### PASSAGE GIVEN
** Begin **
Because I only have 4 GP-Registers (eax,ebx,ecx,edx) for my subroutines (while using esi and edi for adressing, esp is a NoNo), I wished I can use the register ebp.

But I had (sometimes) some nasty crashes while trying to use it and so I ignored ebp, but often I think: a 5. GP-register would be handy.

1) When can I use ebp in Windows-assembler?
2) Why can Windows crash while using ebp?
3) Is it always save for my subroutines (no calls to Windows-subroutines) to push esp, use esp, pop esp?

Posted on 2002-02-05 08:29:21 by VShader
1. if it's not already in use, you can use it whenever you want
2. if your proc is frame based, you can't use ebp. also windows expects ebp to remain the same across calls, so if you wanna use it in a windows callback proc, push/use/pop
3. no
Posted on 2002-02-05 08:36:29 by cynix

"push esp, use esp, pop esp"

How would you do that? Pop takes the value from ... if you have
modified esp, you'll not get the old value of esp back :). You cannot
use esp as a general purpose register (you can do stuff with it,
but I'd only do that in extreme situations)...
Posted on 2002-02-05 08:39:11 by f0dder
"push esp, use esp, pop esp"

That should be:

"push ebp, use ebp, pop ebp".

So Nr. 3 is now a clear: yes ?

Posted on 2002-02-05 08:59:17 by VShader
that's possible, yes. As long as you don't try to access locals/params
while you have a modified EBP.
Posted on 2002-02-05 09:04:17 by f0dder
Why do you need an extra register??

Banan Proc Param:DWORD <-goes into proc
LOCAL Apple:DWORD,Orange:DWORD <-locally used stack

mov eax,
xor eax,12345678h
mov ,eax
rol dword ptr ,1
push dword ptr
pop dword ptr
mov eax,
sub dword ptr ,eax
mov eax,
ret 4

Banan Endp

use locals in your own subroutines :=)
You will never run out of registers if you do
Posted on 2002-02-05 09:45:15 by tired
tired, registers are faster as you very well know :). Especially in
gfx routines it's very easy to run out of registers... sucks having
to fall back to memory access for variables.
** End **
### JOB 1
Report every line of the records that contains the string "baby", copying each such line in full. Case counts, so match capitals and lowercase exactly.
### JOB 2
Please continue the forum thread about using the ebp register, picking up after its final sentence.

### DATA ROWS
** Begin **
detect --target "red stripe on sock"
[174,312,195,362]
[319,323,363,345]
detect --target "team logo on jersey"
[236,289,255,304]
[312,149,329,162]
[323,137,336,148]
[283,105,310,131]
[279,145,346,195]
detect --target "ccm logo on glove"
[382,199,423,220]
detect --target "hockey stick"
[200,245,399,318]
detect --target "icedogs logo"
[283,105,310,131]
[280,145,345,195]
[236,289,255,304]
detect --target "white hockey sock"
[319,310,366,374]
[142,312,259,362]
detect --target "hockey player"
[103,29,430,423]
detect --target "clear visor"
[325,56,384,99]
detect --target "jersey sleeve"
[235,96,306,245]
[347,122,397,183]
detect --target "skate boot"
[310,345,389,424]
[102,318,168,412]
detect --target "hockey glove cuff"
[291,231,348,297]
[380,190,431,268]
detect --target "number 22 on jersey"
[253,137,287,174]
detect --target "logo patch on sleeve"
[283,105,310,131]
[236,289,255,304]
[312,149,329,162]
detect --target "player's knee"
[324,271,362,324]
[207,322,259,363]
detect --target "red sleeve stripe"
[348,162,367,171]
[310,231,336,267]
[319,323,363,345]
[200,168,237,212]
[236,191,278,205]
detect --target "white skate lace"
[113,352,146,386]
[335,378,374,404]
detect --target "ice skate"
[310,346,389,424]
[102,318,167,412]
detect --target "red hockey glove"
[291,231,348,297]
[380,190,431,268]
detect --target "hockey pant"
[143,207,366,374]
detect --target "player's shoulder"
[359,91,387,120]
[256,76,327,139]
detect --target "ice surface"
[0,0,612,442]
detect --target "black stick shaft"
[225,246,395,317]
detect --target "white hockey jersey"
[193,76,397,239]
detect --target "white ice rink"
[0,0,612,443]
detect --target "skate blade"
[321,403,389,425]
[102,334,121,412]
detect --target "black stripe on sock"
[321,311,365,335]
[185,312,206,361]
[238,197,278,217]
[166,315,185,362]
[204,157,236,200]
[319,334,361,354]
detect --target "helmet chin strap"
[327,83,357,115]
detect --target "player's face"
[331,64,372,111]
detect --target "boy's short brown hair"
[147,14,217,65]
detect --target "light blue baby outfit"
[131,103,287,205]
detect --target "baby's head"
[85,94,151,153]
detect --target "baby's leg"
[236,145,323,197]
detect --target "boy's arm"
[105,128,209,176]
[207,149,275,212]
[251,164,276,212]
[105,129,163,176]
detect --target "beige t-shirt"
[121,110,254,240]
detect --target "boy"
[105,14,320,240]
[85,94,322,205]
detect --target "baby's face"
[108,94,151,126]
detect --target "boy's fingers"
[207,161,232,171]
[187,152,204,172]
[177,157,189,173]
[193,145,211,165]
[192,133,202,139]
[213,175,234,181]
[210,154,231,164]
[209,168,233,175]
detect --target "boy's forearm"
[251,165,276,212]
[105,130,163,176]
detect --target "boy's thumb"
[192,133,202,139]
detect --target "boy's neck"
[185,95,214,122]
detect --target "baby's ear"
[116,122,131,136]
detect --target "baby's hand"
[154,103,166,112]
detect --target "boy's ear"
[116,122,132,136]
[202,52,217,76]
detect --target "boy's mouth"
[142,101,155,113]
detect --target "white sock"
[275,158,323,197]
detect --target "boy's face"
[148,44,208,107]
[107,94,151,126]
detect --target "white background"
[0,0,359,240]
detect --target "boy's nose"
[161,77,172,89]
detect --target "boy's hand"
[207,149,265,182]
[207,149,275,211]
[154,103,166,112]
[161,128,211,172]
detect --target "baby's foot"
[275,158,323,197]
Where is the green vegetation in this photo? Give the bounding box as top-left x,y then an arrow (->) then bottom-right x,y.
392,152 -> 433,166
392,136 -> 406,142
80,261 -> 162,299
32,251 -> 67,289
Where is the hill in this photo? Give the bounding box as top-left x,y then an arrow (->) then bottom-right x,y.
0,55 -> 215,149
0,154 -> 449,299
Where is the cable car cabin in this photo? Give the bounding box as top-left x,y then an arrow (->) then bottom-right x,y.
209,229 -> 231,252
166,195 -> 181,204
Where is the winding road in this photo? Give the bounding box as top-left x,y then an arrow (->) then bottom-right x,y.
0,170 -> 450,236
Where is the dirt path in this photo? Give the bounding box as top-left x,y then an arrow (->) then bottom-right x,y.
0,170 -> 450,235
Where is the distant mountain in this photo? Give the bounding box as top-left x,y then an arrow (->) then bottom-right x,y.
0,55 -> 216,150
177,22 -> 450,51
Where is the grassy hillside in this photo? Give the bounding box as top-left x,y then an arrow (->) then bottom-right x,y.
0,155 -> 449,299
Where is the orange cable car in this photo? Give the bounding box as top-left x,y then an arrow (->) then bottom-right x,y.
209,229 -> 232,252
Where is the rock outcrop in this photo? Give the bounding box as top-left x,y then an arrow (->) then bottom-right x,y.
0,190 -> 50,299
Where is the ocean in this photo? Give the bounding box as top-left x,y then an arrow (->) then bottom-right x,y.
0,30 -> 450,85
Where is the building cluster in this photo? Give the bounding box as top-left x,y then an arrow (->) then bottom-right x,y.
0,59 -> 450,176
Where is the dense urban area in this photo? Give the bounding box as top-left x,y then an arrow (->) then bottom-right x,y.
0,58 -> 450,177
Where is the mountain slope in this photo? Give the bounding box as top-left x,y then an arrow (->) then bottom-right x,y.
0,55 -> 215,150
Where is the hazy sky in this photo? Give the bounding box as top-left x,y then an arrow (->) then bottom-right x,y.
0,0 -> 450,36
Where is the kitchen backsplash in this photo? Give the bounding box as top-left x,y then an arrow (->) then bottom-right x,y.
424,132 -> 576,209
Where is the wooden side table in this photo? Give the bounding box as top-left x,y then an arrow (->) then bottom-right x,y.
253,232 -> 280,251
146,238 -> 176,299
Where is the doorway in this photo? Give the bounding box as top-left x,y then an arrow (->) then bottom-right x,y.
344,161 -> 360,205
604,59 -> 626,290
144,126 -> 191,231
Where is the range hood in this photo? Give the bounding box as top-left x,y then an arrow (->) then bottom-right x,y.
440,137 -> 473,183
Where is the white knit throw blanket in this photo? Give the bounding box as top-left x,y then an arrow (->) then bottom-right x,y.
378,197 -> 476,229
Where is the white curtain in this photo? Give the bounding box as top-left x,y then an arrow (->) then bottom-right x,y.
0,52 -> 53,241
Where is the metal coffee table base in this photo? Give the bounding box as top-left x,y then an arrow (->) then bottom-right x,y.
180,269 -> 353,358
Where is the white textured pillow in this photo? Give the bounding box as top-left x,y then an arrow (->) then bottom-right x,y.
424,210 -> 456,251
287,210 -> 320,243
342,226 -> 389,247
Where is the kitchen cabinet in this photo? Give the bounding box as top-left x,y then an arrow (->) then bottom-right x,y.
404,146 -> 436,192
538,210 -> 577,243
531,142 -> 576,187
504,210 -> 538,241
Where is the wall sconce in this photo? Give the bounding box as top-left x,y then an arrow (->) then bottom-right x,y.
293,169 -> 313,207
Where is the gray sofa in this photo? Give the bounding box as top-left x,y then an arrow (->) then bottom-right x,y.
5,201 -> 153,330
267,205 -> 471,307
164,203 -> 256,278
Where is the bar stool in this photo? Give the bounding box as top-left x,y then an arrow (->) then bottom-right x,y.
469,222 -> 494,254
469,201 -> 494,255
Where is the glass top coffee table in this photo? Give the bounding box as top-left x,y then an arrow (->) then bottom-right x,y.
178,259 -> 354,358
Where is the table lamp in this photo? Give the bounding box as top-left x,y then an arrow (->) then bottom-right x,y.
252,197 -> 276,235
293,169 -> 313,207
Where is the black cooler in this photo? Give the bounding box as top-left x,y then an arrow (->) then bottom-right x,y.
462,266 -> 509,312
** End **
### REPLY 1
detect --target "light blue baby outfit"
detect --target "baby's head"
detect --target "baby's leg"
detect --target "baby's face"
detect --target "baby's ear"
detect --target "baby's hand"
detect --target "baby's foot"

### REPLY 2
Posted on 2002-02-05 09:52:39 by f0dder
Use MMX!

movd MM0,REG

(use REG)

movd REG,MM0

...eight more fast storage areas.
Posted on 2002-02-05 10:08:58 by bitRAKE
do i even dare to comment on that? :=)
Without being disrespectful or anything... but i dont think that vshader is writing a 3dfx game in assembly (not yet anyway)
and i must point out that all that pushing and popping to restore ebp while borrowing it is also memory access since you write and read from the stack, probably even more extensive since you probably pass the variable via the invisible interim stack register thingy.
But nonetheless local variables may slow down things, but most likely not as bad as the windows thread scheduler.
I would go with locals any day, and when i need something optimized i will use small loops to do small things and let them work together rather then trying to write a big loop to do everything and risc running out of registers.
Im here to help, not to confuse, and i do think that you are here for the same reason f0dder.

PS, no f0dder im not angry :=)
Posted on 2002-02-05 10:10:45 by tired
?Without being disrespectful or anything... but i dont think that vshader is writing a 3dfx game in assembly (not yet anyway)"

Well, I am not writing a 3dfx game but a assembly-only 3D-game (software-only engine) where speed is critical.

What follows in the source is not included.